[Selected passage]
# Onkyo TX-SR606 question about volume.



## phule4 (Jul 4, 2008)

I just purchased a Onkyo TX-SR606 AV Receiver replacing a 10 year old Denon Receiver. The new Onkyo gets about as loud as if I was just using my TV speakers. The old Denon was only 55 watts and it could get it uncomfortably loud. I do not need it that loud but should it not be louder then if I was just running it straight to the TV? Is there something wrong with it or should I return it if I would like a little more volume? Any advice would be welcome.


----------



## Wayne A. Pflughaupt (Apr 13, 2006)

Welcome to the Forum, Sheldon!

Are you saying that even with the Onkyo all the way up it's not as loud as your TV?

Regards,
Wayne


----------



## phule4 (Jul 4, 2008)

Yes, just for normal listing to the TV I have to have receiver volume at 55 and it only goes to 79.


----------



## tcarcio (Jun 27, 2007)

Does the reciever have a night mode that may be enabled?


----------



## Wayne A. Pflughaupt (Apr 13, 2006)

phule4 said:


> Yes, just for normal listing to the TV I have to have receiver volume at 55 and it only goes to 79.


Do you have the same situation with other sources? What's supplying the TV audio to the Onkyo, the TV itself or a cable box or sat receiver?

Also, is there a significant change in from 55 to 79, compared to say, 30 to 55?

Regards,
Wayne


----------



## phule4 (Jul 4, 2008)

I think I solved the problem. On my Cable/DVR box I had to switch it to heavy audio compression instead on none. Not sure why I could get away with no audio compression with the old receiver but not the new one. It still is not as loud as my old Denon but it is a lot better.


----------



## tonyvdb (Sep 5, 2007)

phule4 said:


> I think I solved the problem. On my Cable/DVR box I had to switch it to heavy audio compression instead on none. Not sure why I could get away with no audio compression with the old receiver but not the new one. It still is not as loud as my old Denon but it is a lot better.


That does not make sense, How are you connecting the DVR to the receiver?


----------



## Wayne A. Pflughaupt (Apr 13, 2006)

Well, there are a few factors that can come in to play here.

[Extracted records]
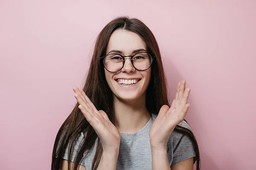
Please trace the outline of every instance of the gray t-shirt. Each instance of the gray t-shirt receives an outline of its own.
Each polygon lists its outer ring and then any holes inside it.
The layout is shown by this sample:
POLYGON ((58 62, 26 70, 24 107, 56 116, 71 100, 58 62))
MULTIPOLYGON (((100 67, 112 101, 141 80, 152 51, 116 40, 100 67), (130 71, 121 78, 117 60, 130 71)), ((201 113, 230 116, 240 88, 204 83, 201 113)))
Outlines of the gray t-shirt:
MULTIPOLYGON (((148 132, 156 116, 156 115, 152 114, 152 117, 146 125, 134 133, 121 133, 117 170, 152 169, 152 156, 148 132)), ((189 125, 184 120, 179 125, 191 130, 189 125)), ((82 132, 71 153, 72 160, 70 161, 74 161, 79 145, 84 137, 84 133, 82 132)), ((86 167, 86 170, 91 170, 96 147, 95 144, 93 149, 88 153, 81 164, 86 167)), ((63 157, 64 159, 68 160, 68 149, 66 150, 63 157)), ((175 131, 172 132, 169 138, 166 151, 170 166, 195 156, 192 143, 189 137, 175 131)))

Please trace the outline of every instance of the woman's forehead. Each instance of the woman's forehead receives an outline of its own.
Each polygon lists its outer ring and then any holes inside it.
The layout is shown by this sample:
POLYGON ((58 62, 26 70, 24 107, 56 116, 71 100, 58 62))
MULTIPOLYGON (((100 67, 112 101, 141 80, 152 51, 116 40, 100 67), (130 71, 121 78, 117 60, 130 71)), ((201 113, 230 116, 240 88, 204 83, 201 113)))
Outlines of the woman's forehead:
POLYGON ((110 36, 106 52, 108 54, 111 50, 118 50, 126 55, 138 49, 146 50, 146 43, 140 37, 133 32, 119 29, 110 36))

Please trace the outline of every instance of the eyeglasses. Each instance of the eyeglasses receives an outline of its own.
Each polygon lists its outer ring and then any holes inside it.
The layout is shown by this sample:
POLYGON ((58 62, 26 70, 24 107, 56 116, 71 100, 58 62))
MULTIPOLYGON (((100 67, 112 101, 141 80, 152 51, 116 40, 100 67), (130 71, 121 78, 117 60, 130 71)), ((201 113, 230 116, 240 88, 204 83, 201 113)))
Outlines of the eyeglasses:
POLYGON ((132 56, 123 56, 116 53, 110 54, 100 57, 100 60, 103 59, 104 67, 108 71, 115 73, 120 71, 125 65, 125 57, 131 57, 131 62, 136 69, 140 71, 148 70, 152 64, 154 56, 151 55, 146 52, 139 52, 132 56))

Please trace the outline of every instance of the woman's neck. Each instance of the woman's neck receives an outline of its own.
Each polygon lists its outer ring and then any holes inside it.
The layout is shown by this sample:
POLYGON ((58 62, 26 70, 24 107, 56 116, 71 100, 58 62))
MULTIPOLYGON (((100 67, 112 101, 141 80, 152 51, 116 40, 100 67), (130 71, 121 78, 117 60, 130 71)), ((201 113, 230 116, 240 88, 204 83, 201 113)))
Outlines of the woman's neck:
POLYGON ((150 119, 146 107, 145 93, 131 101, 113 96, 116 126, 120 133, 134 133, 143 128, 150 119))

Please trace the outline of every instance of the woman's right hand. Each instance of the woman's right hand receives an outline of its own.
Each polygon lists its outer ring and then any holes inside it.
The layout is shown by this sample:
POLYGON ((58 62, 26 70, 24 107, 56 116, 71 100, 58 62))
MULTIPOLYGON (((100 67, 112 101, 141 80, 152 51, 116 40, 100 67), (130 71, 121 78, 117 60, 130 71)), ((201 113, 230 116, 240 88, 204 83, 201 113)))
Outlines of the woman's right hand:
POLYGON ((74 87, 75 97, 86 120, 93 128, 102 145, 104 152, 119 153, 120 134, 103 110, 98 110, 84 91, 74 87))

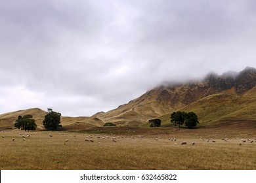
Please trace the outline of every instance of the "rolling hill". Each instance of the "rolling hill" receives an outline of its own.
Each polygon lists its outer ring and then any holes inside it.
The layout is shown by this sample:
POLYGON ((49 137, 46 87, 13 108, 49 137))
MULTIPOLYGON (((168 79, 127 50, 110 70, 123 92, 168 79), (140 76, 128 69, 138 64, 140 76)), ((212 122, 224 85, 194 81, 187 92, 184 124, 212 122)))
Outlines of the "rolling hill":
POLYGON ((194 111, 202 125, 224 120, 256 121, 256 69, 209 74, 201 81, 173 83, 154 88, 142 96, 97 116, 120 125, 148 126, 159 118, 169 124, 171 112, 194 111), (136 121, 136 122, 135 122, 136 121))
MULTIPOLYGON (((20 110, 0 114, 0 129, 14 129, 14 125, 18 116, 31 114, 37 125, 38 130, 44 129, 43 120, 47 112, 38 108, 20 110)), ((79 130, 91 127, 102 126, 104 122, 96 117, 66 117, 61 116, 61 124, 64 130, 79 130)))

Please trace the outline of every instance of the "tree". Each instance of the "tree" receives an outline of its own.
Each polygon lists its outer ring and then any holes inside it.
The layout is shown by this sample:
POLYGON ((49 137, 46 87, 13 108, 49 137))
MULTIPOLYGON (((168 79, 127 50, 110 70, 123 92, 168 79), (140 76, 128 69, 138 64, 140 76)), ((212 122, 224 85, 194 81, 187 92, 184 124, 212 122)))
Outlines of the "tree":
POLYGON ((186 115, 185 125, 192 128, 199 124, 198 116, 193 112, 190 112, 186 115))
POLYGON ((185 112, 173 112, 171 114, 171 122, 174 123, 175 126, 179 125, 179 127, 181 127, 185 121, 185 112))
POLYGON ((23 117, 18 116, 18 120, 15 122, 14 126, 22 130, 25 129, 26 131, 27 130, 35 130, 37 128, 35 120, 33 119, 33 116, 30 114, 25 115, 23 117))
POLYGON ((171 114, 171 122, 174 123, 175 126, 179 125, 179 127, 185 124, 185 125, 192 128, 199 124, 198 116, 194 112, 174 112, 171 114))
POLYGON ((150 127, 160 127, 161 121, 160 119, 152 119, 149 120, 148 122, 150 124, 150 127))
POLYGON ((60 125, 61 114, 48 110, 49 113, 45 116, 45 120, 43 121, 43 125, 47 130, 56 130, 62 127, 60 125))
POLYGON ((116 126, 116 125, 113 123, 106 123, 103 126, 116 126))

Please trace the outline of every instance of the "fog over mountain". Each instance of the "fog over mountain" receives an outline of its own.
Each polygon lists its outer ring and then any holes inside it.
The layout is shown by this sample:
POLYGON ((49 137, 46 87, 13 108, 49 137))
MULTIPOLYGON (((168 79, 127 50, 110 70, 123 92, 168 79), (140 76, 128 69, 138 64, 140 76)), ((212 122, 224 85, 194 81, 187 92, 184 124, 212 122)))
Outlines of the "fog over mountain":
POLYGON ((165 82, 256 67, 255 8, 249 0, 0 1, 0 114, 91 116, 165 82))

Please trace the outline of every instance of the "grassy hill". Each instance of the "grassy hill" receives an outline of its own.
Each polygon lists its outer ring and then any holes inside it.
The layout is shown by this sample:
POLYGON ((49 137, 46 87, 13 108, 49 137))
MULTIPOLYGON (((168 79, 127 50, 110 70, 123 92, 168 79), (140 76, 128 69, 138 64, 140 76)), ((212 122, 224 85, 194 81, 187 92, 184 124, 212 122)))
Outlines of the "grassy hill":
MULTIPOLYGON (((256 127, 256 97, 252 95, 255 93, 255 88, 254 87, 243 95, 225 92, 211 95, 177 110, 196 112, 200 126, 222 125, 226 122, 240 122, 246 125, 246 122, 253 122, 256 127)), ((170 124, 170 114, 159 118, 163 121, 163 125, 170 124)))
MULTIPOLYGON (((43 121, 47 112, 38 108, 20 110, 0 114, 0 130, 14 129, 14 123, 18 116, 31 114, 37 125, 37 129, 44 129, 43 121)), ((103 126, 104 122, 96 117, 61 116, 61 125, 64 130, 82 130, 94 127, 103 126)))

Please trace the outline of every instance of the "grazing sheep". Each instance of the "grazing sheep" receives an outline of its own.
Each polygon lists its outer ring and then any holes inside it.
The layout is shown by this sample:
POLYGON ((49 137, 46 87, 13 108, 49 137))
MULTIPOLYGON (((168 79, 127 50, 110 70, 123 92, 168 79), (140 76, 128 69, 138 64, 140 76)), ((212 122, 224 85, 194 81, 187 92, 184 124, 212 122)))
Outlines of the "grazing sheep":
POLYGON ((70 141, 69 139, 66 139, 66 140, 65 141, 64 145, 66 145, 66 142, 69 142, 69 141, 70 141))

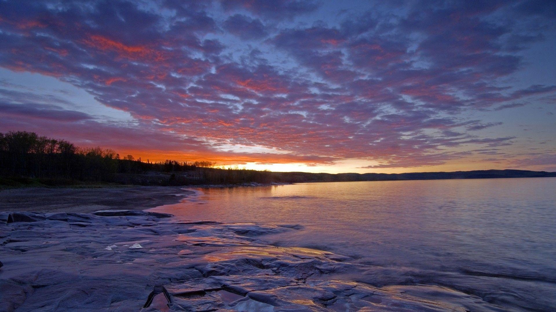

[Actions to take]
[1] In the Onkyo volume thread, what setting did phule4 change on the Cable/DVR box to solve the problem?
[2] List every username that posts in the Onkyo volume thread.
[3] Using the Onkyo volume thread, say whether each statement agrees with it: (a) The old Denon receiver was rated at 55 watts. (b) After the change on the Cable/DVR box, the Onkyo became louder than the old Denon. (c) tcarcio asks whether the receiver may have a night mode enabled.

[Answers given]
[1] phule4 switched the Cable/DVR box to heavy audio compression instead of none.

[2] phule4, Wayne A. Pflughaupt, tcarcio, tonyvdb

[3]
(a) Yes: "The old Denon was only 55 watts"
(b) No: "It still is not as loud as my old Denon but it is a lot better."
(c) Yes: "Does the reciever have a night mode that may be enabled?"